§ **WORK ORDER**
Reproduce the records that follow exactly as they are written.

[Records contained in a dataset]
# # #

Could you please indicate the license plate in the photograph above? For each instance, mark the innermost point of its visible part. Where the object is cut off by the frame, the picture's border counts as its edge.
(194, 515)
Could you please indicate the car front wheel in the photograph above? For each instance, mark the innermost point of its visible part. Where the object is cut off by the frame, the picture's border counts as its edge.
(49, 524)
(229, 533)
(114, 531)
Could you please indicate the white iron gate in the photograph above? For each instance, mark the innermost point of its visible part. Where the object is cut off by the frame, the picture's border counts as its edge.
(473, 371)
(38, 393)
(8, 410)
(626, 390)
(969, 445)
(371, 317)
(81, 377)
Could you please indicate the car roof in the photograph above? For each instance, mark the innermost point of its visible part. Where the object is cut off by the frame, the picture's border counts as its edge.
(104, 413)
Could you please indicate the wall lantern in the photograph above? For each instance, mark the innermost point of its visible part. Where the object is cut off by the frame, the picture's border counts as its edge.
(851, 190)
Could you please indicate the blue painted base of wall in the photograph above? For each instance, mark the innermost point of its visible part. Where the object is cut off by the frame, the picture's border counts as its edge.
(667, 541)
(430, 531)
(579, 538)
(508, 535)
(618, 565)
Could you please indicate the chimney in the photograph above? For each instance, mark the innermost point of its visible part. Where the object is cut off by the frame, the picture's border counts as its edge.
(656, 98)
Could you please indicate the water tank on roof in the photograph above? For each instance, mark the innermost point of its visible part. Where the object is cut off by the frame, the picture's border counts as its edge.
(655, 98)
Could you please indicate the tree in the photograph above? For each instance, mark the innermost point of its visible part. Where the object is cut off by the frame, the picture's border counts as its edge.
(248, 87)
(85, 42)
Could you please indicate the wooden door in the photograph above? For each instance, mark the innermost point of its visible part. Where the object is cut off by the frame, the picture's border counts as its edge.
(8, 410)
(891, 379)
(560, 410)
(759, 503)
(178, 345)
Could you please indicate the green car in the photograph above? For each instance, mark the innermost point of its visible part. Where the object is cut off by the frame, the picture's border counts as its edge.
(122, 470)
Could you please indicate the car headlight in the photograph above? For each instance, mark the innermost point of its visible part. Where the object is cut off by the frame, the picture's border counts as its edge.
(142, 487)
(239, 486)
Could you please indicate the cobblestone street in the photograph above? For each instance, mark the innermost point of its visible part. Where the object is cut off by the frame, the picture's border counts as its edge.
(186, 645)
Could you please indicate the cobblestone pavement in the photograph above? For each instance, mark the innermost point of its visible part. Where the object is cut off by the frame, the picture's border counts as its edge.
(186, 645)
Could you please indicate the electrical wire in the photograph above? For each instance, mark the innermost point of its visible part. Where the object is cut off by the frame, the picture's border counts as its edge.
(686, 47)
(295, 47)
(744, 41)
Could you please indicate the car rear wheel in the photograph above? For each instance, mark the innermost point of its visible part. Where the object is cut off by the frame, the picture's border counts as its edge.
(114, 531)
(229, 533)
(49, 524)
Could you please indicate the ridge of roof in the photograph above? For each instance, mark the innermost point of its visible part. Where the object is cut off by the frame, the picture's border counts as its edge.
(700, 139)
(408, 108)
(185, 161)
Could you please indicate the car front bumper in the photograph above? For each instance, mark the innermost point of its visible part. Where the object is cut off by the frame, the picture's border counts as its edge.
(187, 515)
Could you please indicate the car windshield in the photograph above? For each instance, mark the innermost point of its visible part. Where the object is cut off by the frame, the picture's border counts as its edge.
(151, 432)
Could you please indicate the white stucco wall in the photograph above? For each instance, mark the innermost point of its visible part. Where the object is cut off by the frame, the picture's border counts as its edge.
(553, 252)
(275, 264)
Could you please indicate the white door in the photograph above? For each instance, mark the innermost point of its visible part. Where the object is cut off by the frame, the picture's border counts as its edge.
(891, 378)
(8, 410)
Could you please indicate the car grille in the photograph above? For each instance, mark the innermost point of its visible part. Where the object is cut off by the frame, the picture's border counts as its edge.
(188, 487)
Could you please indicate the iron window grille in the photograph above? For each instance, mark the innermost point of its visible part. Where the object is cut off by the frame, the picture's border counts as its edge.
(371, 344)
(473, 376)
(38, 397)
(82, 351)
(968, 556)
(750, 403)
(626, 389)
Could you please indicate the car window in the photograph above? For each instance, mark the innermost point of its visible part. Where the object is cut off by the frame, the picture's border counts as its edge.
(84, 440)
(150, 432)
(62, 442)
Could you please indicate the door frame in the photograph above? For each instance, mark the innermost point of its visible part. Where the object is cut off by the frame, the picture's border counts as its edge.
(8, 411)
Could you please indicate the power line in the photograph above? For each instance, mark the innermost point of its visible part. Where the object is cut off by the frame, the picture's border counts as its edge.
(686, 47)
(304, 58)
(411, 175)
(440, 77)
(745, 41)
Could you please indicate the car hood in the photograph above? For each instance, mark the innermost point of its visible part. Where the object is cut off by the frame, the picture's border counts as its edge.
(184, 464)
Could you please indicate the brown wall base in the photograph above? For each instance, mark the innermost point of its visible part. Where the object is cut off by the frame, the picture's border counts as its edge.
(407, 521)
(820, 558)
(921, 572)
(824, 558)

# # #

§ **THE ANSWER**
Could you please indicate the license plate in the photograph above? For each instance, mark the innermost point of its visible part. Where the object is cut off by the frame, the picture's border counts as its edge.
(194, 515)
Could you please indicate the car front wheel in the photograph above? For each instance, mark the innermost point of its visible part. Where the object is cut off by the frame, the picture's border counts as its edge.
(49, 524)
(229, 533)
(114, 531)
Could you please indicate the white iron gate in the photograph above? For each instance, mark the innermost point of its visible part. Where the object is cut off by the frame, the picture's border counts as its edge.
(473, 371)
(38, 393)
(8, 410)
(626, 390)
(969, 445)
(371, 317)
(81, 377)
Could you please indicate the car roof in the photograph above? For each instance, mark the innermost point of its visible part. Where the object is cut off by the frame, the picture's border counts as its edge.
(104, 413)
Could you please indicate the wall lantern in the photograph above? For each instance, mark the innermost point of its visible part. Where the object is cut off by the frame, the picture's border counts as its edge.
(851, 190)
Could you please indicate the blue painted base of wall in the photograph above? For each instance, mark the innermost point of its visible part. Where the object is cut off by the frame, the picture's border counts as its edge.
(667, 541)
(430, 531)
(579, 538)
(508, 535)
(618, 565)
Could you please indicate the chimney in the photograph above? For each instance, mark the innermost point of its visible part. Where the object is cut off by the frame, the picture's border counts as its edge.
(656, 98)
Could you please indicate the water tank on roof in the photograph above? For each instance, mark the innermost point of its visible part. Where the object is cut off by the frame, the picture's border counts as its edge.
(655, 98)
Could you please indicate the tree in the photograph above? For each instance, mark the innermost point of its visible part. Where the object is cut off by the frame, the picture's border counts as its edge.
(248, 87)
(85, 42)
Could you please indicate the wooden door in the photograph above? For each instance, mark the innermost point of its visible part. Where the object is cut off by the frame, the picture's border counts as its edge.
(8, 410)
(891, 379)
(560, 410)
(759, 503)
(178, 345)
Could you please indicate the green car in the photograph above? For each instance, mark the innermost point of its visible part. Where the object is cut off by the frame, the picture's border counts as its edge.
(122, 470)
Could you please indicate the car headlight in the photograph above? For each instance, mark the innermost point of its visible part. Where the object is cut off by the frame, the picture's border counts as its edge.
(142, 487)
(239, 486)
Could you please indicate the cobblestone street in the photograph above? For each instance, mark the innermost point of its visible part. Where the object is cut off by the frame, the picture's border counts as its edge.
(186, 645)
Could you please indicate the cobblestone pavement in the photograph above? For each instance, mark the innermost point of its visible part. Where the object is cut off by the frame, the picture's border counts as its edge.
(186, 645)
Could you please indicate the electrical wire in the photograph above? For each instance, mark the innermost point of its visible part. Where the object is cut off by the frame, the picture's border counts as its edge.
(686, 47)
(295, 47)
(744, 41)
Could you please indicate the car rear wheel in the photograph above? For each instance, mark the innermost point of its visible part. Where the object is cut off by the frame, the picture's border counts as its edge.
(114, 531)
(229, 533)
(49, 524)
Could you please indicate the ridge of roof in the photograph above? For each instance, mark the innermost point of its visible part. Where the object is cut off by the frame, the picture's border counts as its edge.
(700, 139)
(408, 108)
(185, 161)
Could you please indicate the car front bumper in the photograph above? For each instance, mark the innermost point of its visible part. Where the object is cut off by the frame, the picture's border counts as its edge.
(187, 515)
Could you please indicate the car windshield in the photograph above? For each instance, mark the innermost point of its visible part. Where the object is cut off by the frame, the picture's border counts as its edge.
(151, 432)
Could you please indicate the white stucco wall in the photograph above? For each instance, mark the innermost point of its visible part. Where the object is cut off by the frame, the picture's border counts as its edge.
(553, 252)
(275, 264)
Could you please indicate the white door in the photograph above? For each instance, mark the innermost point of its visible part. Where the object is cut off by the frame, the picture's border counts as its edge.
(891, 378)
(8, 410)
Could you please indicate the car grille in the photograph above? For each instance, mark the innermost point of its visible part. Where the object is cut off by the frame, the picture's border counts as its edge.
(188, 487)
Could you please indicate the iron window grille in the photograph above? For each instance, mark the innermost point of its visible part. Where the object is cut off by the frame, the picture's border counts as its edge.
(371, 344)
(473, 376)
(38, 397)
(82, 351)
(968, 556)
(750, 403)
(626, 389)
Could you please indicate the car window in the photograph above? For each instance, mark the innermost point of its visible part. Where the object is cut off by the frame, the picture's border counts as its edge.
(84, 440)
(150, 432)
(62, 442)
Could you please indicate the door frame in the photograph above? For each instance, mark the innermost point of its visible part. Where the object is cut off by the frame, the picture's border counts as its edge.
(8, 411)
Could you please indicate the power line in the photograph above? For each instance, mark the innermost point of its visible part. Where the object is cut off by the frame, the picture's border counts as its edge.
(686, 47)
(304, 58)
(411, 175)
(440, 77)
(745, 41)
Could you please indicate the car hood in the photograph above? For each instance, mark the innermost point of its visible part. Where the object is cut off by the frame, the picture's border counts as its edge.
(184, 464)
Could you please indicate the brown wall base in the photograph above? For each instance, mark the innermost point of its visible part. Where the object is cut off by the frame, the picture's border counts as its edge.
(407, 521)
(820, 558)
(921, 572)
(824, 558)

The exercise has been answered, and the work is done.